──────── Supplied material ────────

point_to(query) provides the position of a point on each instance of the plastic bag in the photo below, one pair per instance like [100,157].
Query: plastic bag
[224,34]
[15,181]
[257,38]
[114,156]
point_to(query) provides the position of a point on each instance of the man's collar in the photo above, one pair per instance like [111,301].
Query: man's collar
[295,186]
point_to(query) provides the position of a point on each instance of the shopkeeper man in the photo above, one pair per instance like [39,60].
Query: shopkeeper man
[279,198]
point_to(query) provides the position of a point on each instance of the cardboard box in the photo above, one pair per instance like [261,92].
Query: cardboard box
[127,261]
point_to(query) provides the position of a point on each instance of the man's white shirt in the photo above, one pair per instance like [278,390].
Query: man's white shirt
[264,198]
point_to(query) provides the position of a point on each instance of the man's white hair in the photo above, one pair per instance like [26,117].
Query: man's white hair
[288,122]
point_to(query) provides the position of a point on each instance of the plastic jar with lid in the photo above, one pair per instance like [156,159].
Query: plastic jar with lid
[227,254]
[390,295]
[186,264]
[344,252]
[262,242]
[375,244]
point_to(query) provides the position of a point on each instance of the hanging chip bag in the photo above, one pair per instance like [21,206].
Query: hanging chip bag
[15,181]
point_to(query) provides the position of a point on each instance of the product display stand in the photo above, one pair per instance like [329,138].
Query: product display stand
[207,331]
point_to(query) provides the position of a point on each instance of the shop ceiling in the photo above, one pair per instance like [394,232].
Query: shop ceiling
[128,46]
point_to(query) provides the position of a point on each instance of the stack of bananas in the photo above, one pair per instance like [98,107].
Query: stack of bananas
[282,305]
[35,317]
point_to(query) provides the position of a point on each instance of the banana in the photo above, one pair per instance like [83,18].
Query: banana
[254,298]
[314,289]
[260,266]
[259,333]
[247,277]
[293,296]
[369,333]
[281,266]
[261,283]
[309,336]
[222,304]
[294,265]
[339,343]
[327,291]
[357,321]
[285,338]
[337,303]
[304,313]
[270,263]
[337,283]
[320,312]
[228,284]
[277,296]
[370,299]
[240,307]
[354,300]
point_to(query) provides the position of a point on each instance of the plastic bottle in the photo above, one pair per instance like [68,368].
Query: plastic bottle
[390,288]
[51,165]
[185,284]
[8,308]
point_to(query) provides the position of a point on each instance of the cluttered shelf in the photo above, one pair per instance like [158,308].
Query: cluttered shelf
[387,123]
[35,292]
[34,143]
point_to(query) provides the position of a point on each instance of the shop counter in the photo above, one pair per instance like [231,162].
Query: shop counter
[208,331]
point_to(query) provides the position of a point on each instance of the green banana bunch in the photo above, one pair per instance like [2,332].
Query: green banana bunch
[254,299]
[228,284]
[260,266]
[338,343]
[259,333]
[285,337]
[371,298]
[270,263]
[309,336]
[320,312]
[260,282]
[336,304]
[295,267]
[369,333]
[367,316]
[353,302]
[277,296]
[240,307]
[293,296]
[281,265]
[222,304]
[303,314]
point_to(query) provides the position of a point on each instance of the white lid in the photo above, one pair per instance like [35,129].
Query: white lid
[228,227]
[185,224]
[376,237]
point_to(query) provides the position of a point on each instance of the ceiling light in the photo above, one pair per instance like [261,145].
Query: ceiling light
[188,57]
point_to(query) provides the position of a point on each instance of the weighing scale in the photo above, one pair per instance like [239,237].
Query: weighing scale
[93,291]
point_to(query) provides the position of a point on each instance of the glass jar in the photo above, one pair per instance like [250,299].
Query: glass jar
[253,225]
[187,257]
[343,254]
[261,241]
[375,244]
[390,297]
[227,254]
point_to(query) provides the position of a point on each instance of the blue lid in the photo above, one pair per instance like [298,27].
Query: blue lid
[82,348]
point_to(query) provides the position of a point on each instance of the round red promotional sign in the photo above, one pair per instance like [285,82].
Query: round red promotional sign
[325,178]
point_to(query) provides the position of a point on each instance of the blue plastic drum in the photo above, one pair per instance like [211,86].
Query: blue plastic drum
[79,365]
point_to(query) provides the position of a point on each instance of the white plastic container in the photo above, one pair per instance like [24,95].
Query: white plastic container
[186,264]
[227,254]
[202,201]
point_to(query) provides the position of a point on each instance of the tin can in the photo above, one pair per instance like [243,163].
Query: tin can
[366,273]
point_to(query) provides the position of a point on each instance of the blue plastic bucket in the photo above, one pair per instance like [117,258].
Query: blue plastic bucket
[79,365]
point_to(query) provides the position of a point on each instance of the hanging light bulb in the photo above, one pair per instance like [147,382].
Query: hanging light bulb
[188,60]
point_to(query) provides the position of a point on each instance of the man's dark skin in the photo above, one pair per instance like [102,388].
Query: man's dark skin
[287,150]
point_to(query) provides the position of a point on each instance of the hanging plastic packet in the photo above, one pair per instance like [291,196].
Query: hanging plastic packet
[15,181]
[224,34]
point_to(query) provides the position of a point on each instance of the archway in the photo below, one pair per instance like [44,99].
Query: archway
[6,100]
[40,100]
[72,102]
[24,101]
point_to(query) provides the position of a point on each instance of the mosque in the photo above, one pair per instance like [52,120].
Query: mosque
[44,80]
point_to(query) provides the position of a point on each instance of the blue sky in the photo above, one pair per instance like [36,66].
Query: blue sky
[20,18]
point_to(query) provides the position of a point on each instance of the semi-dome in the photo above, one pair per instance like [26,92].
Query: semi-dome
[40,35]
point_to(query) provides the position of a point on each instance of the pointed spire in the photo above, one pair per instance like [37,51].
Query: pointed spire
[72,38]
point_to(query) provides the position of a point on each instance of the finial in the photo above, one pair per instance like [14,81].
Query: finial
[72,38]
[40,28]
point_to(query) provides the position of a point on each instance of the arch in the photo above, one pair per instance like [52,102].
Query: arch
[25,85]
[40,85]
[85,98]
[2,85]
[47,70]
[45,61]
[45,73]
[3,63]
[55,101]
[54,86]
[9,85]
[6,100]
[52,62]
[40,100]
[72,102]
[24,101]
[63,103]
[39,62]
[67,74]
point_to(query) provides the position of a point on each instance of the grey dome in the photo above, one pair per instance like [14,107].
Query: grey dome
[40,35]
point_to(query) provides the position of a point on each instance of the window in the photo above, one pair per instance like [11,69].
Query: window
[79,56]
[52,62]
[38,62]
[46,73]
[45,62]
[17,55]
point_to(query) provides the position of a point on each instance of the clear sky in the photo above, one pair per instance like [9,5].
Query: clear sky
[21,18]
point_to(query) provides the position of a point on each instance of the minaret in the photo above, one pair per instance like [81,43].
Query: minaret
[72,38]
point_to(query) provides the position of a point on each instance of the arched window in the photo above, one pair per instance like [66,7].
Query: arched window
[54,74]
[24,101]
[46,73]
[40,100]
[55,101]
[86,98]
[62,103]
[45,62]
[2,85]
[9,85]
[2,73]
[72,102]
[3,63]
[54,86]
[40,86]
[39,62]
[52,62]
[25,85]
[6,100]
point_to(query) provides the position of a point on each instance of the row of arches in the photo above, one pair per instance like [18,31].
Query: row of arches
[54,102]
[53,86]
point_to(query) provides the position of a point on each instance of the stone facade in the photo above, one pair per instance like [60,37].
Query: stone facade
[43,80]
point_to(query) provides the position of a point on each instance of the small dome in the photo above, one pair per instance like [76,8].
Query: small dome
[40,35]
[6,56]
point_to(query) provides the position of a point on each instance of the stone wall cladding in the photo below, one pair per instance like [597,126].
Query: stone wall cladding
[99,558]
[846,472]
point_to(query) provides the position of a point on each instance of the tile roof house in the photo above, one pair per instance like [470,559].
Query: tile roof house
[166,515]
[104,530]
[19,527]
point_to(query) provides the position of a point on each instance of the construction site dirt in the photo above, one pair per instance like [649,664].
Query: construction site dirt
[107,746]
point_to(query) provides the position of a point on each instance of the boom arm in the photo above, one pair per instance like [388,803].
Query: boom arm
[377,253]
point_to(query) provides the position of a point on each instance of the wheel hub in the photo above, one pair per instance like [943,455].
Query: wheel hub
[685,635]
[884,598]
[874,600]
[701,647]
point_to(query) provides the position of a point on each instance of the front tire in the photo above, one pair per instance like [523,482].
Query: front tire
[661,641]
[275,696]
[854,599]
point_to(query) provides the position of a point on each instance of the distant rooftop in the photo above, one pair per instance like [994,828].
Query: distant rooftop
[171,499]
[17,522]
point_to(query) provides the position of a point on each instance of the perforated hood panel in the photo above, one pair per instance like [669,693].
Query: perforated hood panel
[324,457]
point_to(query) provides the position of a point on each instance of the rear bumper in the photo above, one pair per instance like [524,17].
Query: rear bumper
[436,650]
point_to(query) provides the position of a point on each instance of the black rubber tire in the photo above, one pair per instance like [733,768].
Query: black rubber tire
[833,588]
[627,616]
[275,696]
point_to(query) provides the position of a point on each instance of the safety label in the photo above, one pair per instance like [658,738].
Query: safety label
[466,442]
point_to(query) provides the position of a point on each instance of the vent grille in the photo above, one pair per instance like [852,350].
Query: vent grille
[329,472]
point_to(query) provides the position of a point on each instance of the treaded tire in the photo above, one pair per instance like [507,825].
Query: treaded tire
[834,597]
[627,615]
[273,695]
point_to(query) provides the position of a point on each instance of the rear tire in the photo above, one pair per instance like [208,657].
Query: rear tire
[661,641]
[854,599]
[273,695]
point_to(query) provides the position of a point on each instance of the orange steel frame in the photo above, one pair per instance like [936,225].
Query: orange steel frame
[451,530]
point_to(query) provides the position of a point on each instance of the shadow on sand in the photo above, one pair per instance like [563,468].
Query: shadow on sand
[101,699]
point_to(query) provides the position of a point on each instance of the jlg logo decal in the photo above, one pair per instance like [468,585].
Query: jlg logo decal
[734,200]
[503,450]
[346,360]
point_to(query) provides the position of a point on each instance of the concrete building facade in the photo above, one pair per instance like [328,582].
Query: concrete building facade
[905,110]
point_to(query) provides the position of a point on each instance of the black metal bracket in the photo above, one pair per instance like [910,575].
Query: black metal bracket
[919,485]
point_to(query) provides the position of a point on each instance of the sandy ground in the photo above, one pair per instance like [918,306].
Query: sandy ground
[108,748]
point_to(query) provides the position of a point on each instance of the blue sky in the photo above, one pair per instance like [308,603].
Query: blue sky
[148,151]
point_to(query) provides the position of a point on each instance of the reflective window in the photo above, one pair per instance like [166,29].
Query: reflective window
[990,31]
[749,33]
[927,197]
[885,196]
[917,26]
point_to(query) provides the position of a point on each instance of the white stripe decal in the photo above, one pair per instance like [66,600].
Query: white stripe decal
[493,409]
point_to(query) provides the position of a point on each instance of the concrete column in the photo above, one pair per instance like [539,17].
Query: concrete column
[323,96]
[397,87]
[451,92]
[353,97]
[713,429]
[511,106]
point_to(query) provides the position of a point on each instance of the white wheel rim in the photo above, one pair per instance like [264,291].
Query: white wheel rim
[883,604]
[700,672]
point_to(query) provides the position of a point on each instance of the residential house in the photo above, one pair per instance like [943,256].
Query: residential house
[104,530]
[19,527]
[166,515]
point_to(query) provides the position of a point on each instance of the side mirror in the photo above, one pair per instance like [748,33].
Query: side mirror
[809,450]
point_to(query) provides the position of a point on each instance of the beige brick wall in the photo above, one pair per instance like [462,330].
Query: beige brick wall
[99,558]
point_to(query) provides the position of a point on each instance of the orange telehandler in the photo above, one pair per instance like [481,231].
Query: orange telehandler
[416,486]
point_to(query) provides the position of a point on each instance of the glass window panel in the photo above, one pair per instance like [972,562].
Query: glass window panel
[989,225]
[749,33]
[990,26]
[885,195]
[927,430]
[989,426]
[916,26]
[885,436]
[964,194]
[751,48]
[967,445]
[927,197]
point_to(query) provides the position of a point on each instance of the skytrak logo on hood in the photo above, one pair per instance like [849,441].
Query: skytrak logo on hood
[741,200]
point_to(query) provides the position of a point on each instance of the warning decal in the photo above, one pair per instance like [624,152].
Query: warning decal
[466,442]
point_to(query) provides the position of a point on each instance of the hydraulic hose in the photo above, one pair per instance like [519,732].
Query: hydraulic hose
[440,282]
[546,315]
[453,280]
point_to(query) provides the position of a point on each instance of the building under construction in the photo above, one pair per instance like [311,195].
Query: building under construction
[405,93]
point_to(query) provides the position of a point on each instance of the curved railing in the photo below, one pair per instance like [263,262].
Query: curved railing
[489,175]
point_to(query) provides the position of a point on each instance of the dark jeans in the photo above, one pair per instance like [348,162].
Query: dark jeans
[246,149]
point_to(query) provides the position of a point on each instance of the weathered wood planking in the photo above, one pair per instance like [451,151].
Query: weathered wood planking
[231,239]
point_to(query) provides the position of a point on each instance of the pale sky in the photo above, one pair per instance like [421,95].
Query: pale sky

────────

■ Directive ■
Repeat the line containing "instance like [972,562]." and all subsequent lines through the final line of the data, exactly and with no others.

■ The solution ■
point_to(query) provides the position of a point on each instance of the glass window panel in the photo above, one pair per instance like [972,562].
Query: glass window panel
[989,225]
[749,33]
[990,26]
[885,195]
[927,430]
[989,426]
[916,26]
[885,436]
[964,194]
[751,48]
[967,445]
[927,197]
point_to(query) provides the position of a point on each instance of the skytrak logo on hood in the photo above, one pair per instance like [849,441].
Query: skytrak logo on hood
[741,200]
point_to(query) provides the position of a point on each instance of the warning decal in the photo above, one pair per instance like [624,152].
Query: warning decal
[466,442]
point_to(query) provides the position of a point on each instance of the hydraulic hose in the photo above, one pair per instance like [519,732].
Query: hydraulic hose
[440,282]
[546,315]
[453,280]
point_to(query) provides the position of a point on each instance of the building under construction in the photo above, one pair per instance like [311,195].
Query: building under construction
[405,93]
point_to(query) provides the position of a point on each instance of the curved railing in the photo below, one pair per instance like [263,262].
Query: curved railing
[489,175]
point_to(query) provides the position of a point on each instance of the dark jeans in the photo above, one pair per instance like [348,162].
Query: dark jeans
[246,149]
point_to(query) provides the position of a point on each instance of the weathered wood planking in the photo above, one pair per instance like [451,151].
Query: weathered wood planking
[231,239]
point_to(query) provides the position of a point on each instance of the pale sky in the photo above, one pair per instance like [421,95].
Query: pale sky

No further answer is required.